■ **WHAT THIS TASK INVOLVES**: In the data below, find the line containing "green field, placed", then set down that line and every later line up to and including the line containing "of the distant", exactly.

(Saved data entries)
++++
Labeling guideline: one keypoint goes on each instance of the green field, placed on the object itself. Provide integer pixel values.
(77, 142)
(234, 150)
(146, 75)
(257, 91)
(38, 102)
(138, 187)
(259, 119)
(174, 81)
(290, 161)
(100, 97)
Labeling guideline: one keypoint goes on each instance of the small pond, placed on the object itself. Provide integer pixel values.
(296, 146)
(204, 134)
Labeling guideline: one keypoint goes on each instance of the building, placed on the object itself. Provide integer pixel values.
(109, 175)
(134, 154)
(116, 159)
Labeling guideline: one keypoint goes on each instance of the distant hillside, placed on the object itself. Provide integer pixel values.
++++
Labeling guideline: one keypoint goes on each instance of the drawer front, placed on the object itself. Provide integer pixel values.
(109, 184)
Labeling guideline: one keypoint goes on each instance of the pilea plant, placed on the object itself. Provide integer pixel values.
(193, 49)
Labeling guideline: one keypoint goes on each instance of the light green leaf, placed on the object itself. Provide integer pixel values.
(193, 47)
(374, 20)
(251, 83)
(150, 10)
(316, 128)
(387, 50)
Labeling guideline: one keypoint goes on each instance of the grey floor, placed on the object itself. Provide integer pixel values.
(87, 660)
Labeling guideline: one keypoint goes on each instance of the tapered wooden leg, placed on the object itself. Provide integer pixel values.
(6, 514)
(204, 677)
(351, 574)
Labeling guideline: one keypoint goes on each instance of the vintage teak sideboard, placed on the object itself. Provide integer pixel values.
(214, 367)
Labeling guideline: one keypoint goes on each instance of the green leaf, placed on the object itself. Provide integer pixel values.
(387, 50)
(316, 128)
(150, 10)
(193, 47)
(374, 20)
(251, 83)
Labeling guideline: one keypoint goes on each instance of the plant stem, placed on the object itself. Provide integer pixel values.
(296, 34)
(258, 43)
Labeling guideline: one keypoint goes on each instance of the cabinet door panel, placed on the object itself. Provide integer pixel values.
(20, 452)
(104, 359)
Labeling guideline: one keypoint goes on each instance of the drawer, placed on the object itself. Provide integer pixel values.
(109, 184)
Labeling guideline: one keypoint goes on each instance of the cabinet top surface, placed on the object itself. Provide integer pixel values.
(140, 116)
++++
■ **RESPONSE BOX**:
Labeling guideline: one keypoint goes on each instance of the green field, placed on the object itself. Provide integer pixel values.
(77, 142)
(234, 150)
(146, 75)
(257, 91)
(38, 102)
(138, 187)
(259, 119)
(174, 81)
(290, 161)
(100, 97)
Labeling guideline: one keypoint goes on each instance of the small pond, placed on the object itself. Provide integer pixel values.
(296, 146)
(204, 134)
Labeling guideline: one keypoint goes on each instance of the building, placed on the object itself. Provide integer pixel values.
(109, 175)
(134, 154)
(116, 159)
Labeling guideline: one keypoint goes on each instance of the distant hillside, placed on the object itself. Provide integer pixel values.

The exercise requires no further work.